Aim →
Transcribe the material below exactly as it appears.

— Start Data rows —

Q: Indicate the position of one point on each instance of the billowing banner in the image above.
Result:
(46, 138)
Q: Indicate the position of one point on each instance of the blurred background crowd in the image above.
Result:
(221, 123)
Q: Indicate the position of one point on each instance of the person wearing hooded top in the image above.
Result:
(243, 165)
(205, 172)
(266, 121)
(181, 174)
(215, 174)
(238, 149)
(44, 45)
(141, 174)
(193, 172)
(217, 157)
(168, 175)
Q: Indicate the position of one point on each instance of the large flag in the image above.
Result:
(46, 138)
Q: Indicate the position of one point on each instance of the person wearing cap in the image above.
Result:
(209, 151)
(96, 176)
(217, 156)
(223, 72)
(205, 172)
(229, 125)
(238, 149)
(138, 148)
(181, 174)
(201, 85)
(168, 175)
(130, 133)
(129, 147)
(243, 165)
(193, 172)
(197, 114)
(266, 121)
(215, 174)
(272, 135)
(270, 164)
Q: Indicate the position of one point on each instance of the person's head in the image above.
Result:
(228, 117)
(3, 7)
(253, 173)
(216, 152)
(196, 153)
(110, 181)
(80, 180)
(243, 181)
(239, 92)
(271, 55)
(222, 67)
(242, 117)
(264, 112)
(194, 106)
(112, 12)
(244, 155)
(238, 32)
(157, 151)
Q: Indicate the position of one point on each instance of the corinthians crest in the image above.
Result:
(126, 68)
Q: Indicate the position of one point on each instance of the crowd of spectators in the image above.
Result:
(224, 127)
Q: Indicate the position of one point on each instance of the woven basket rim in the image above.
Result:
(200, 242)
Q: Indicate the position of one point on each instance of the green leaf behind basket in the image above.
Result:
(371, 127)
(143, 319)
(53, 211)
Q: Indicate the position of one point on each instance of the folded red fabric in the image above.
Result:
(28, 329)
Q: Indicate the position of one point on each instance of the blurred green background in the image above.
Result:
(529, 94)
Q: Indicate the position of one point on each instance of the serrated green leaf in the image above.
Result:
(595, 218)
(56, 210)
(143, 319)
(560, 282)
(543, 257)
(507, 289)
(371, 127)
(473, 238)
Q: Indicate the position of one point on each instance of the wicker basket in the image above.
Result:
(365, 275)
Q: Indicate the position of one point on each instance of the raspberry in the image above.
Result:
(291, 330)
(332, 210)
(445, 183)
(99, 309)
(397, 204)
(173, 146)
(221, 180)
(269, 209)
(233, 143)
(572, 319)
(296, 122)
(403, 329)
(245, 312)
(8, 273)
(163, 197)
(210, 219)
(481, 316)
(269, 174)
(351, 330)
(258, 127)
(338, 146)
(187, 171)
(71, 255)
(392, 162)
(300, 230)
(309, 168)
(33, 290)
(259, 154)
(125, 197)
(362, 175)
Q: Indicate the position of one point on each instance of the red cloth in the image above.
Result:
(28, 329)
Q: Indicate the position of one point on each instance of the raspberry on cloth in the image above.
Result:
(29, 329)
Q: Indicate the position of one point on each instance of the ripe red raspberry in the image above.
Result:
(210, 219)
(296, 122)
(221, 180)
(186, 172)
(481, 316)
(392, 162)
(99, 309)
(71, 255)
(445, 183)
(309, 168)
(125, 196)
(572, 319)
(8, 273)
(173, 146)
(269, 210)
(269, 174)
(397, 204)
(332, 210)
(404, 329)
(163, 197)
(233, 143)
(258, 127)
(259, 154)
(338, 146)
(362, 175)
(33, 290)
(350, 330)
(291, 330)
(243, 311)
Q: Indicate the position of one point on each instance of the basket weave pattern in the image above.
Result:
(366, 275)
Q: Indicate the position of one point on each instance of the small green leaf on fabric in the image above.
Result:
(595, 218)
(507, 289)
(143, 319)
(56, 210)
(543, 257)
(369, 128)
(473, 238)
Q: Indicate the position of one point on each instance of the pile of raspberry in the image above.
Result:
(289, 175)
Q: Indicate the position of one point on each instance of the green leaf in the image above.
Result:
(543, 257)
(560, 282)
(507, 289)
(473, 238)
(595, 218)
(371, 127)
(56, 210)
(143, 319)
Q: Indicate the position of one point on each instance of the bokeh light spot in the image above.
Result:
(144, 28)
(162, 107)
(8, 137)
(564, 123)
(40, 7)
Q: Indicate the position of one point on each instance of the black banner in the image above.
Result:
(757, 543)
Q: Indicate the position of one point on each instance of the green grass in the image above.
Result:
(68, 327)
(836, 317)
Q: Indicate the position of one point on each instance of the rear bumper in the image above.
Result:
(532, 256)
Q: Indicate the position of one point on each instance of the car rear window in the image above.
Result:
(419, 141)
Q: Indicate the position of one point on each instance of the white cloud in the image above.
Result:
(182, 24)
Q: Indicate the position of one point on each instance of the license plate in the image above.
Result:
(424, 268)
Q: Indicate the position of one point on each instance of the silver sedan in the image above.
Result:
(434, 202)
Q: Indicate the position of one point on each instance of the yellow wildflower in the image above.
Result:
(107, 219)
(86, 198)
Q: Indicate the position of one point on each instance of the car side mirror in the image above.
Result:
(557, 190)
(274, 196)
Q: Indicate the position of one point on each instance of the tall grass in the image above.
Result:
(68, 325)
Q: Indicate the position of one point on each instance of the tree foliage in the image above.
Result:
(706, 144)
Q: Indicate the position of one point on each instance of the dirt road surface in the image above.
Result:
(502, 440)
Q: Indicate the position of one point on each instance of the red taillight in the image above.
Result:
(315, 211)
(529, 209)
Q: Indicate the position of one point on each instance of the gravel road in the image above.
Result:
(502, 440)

— End Data rows —

Answer for this exercise →
Q: Indicate the position of one point on each instance of the billowing banner in the image above.
Result:
(46, 138)
Q: Indicate the position of one point on each instance of the blurred background crowd in the image above.
Result:
(221, 123)
Q: Indicate the position of one point on each instance of the person wearing hooded top in the image above.
Result:
(243, 165)
(205, 172)
(266, 121)
(181, 174)
(215, 174)
(238, 149)
(44, 45)
(141, 174)
(193, 172)
(217, 157)
(168, 175)
Q: Indicate the position of one point on each instance of the large flag in the image above.
Result:
(46, 138)
Q: Indicate the position of one point on each instance of the person wearing cap in the image above.
Result:
(209, 151)
(96, 176)
(217, 156)
(223, 72)
(205, 172)
(229, 125)
(238, 149)
(138, 148)
(181, 174)
(201, 85)
(168, 175)
(130, 133)
(129, 147)
(243, 165)
(193, 172)
(197, 114)
(266, 121)
(215, 174)
(272, 135)
(270, 164)
Q: Indicate the position of one point on each instance of the person's head in the image above.
Result:
(228, 117)
(3, 7)
(253, 173)
(216, 152)
(196, 153)
(110, 181)
(80, 180)
(243, 181)
(239, 92)
(271, 55)
(222, 67)
(242, 117)
(264, 112)
(194, 106)
(112, 12)
(244, 155)
(238, 32)
(157, 151)
Q: Indicate the position of one point on each instance of the corinthians crest in the image above.
Result:
(126, 68)
Q: Indicate the position of one point on each instance of the crowd of spectators in the image above.
Result:
(224, 127)
Q: Indicate the position of one point on each instance of the woven basket rim in the image above.
Result:
(200, 242)
Q: Indicate the position of one point on each instance of the green leaf behind basket in the image above.
Result:
(371, 127)
(143, 319)
(53, 211)
Q: Indicate the position of one point on each instance of the folded red fabric in the image above.
Result:
(28, 329)
Q: Indicate the position of one point on each instance of the blurred green background in the image above.
Result:
(529, 94)
Q: Indicate the position of one point on each instance of the serrated green leaf in the image above.
Result:
(595, 218)
(56, 210)
(143, 319)
(560, 282)
(543, 257)
(507, 289)
(371, 127)
(473, 238)
Q: Indicate the position of one point on each instance of the wicker basket in the image above.
Result:
(365, 275)
Q: Indicate the position of one point on each instance of the raspberry in the image above.
Result:
(291, 330)
(332, 210)
(445, 183)
(99, 309)
(397, 204)
(173, 146)
(221, 180)
(269, 209)
(233, 143)
(572, 319)
(296, 122)
(403, 329)
(245, 312)
(8, 273)
(163, 197)
(210, 219)
(481, 316)
(269, 174)
(351, 330)
(258, 127)
(338, 146)
(187, 171)
(71, 255)
(392, 162)
(300, 230)
(309, 168)
(33, 290)
(259, 154)
(125, 197)
(362, 175)
Q: Indicate the position of one point on each instance of the red cloth in the image above.
Result:
(28, 329)
Q: Indicate the position of one point on each instance of the raspberry on cloth in the image above.
Result:
(29, 329)
Q: Indicate the position of one point on each instance of the ripe red raspberry in the image above.
Result:
(210, 219)
(296, 122)
(221, 180)
(186, 172)
(481, 316)
(392, 162)
(99, 309)
(71, 255)
(445, 183)
(309, 168)
(125, 196)
(572, 319)
(8, 273)
(173, 146)
(269, 210)
(269, 174)
(397, 204)
(332, 210)
(404, 329)
(163, 197)
(233, 143)
(258, 127)
(259, 154)
(338, 146)
(362, 175)
(33, 290)
(350, 330)
(291, 330)
(243, 311)
Q: Indicate the position of one point on each instance of the basket weave pattern in the image above.
Result:
(366, 275)
Q: Indicate the position of one point on each instance of the small green leaf on fabric in the image above.
Result:
(595, 218)
(507, 289)
(143, 319)
(56, 210)
(543, 257)
(369, 128)
(473, 238)
Q: Indicate the position of one point on each instance of the pile of raspberry in the image above.
Result:
(289, 175)
Q: Indicate the position of one point on each instance of the green leaf in the image above.
Result:
(543, 257)
(560, 282)
(507, 289)
(473, 238)
(595, 218)
(371, 127)
(56, 210)
(143, 319)
Q: Indicate the position of one point on each instance of the bokeh light spot in the image above.
Result:
(144, 28)
(162, 107)
(8, 137)
(564, 123)
(40, 7)
Q: Indicate the position of one point on each instance of the black banner in the image above.
Result:
(757, 543)
Q: Indicate the position of one point on each instance of the green grass in the image above.
Result:
(68, 327)
(836, 317)
Q: Indicate the position of one point on each instance of the rear bumper in the image above.
Result:
(532, 256)
Q: Indicate the position of one point on each instance of the car rear window in the image above.
Result:
(419, 141)
Q: Indicate the position of one point on each instance of the white cloud in the image above.
Result:
(182, 24)
Q: Indicate the position of one point on each instance of the license plate in the image above.
Result:
(424, 268)
Q: Indicate the position of one point on each instance of the silver sedan in the image above.
Result:
(434, 202)
Q: Indicate the position of one point on each instance of the yellow wildflower in the image above.
Result:
(107, 219)
(86, 198)
Q: Indicate the position of one point on each instance of the car side mirror in the image above.
Result:
(557, 190)
(274, 196)
Q: Indicate the position of one point on each instance of the tall grass in the image above.
Result:
(68, 325)
Q: Indicate the position of one point on each instance of the tree foliage in the image above.
Result:
(706, 144)
Q: Indicate the position of one point on each instance of the dirt road surface in the image above.
Result:
(502, 440)
Q: Indicate the position of one point on each instance of the red taillight in the image above.
Result:
(315, 211)
(529, 209)
Q: Indicate the position of one point on each instance of the gravel road in the image above.
Result:
(502, 440)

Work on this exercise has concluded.